■ ABOUT THIS EXERCISE
Search the material for lines containing the word "rings", and copy each one.

■ RAW DATA
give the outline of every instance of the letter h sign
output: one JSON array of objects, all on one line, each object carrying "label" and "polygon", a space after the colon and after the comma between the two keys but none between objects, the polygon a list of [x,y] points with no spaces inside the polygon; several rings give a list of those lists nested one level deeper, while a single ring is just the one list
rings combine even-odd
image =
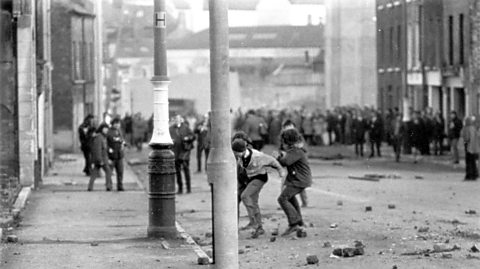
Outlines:
[{"label": "letter h sign", "polygon": [[153,21],[155,28],[165,28],[167,26],[167,16],[165,11],[155,12]]}]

■ SOLVED PROBLEM
output: one JSON array of objects, all on one line, each object carrying "label" and "polygon", a space after the colon and after the comma between the two keys but none between objects, the polygon a list of [x,y] points with no spaces inside the polygon; several rings give a list of those lists nested one level deeper, while a single ring is just the one list
rings combine even-odd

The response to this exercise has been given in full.